> EXERCISE GOAL: Reproduce each of the records below word for word, keeping every line intact and in its original order.

> LISTED RECORDS:
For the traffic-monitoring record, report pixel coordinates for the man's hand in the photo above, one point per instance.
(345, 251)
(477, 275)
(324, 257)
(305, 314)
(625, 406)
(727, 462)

> EXERCISE RESULT:
For the traffic-monitoring record, report pixel coordinates for the man's hand in the photo above, one point per instance.
(345, 251)
(477, 275)
(324, 257)
(305, 314)
(625, 406)
(727, 462)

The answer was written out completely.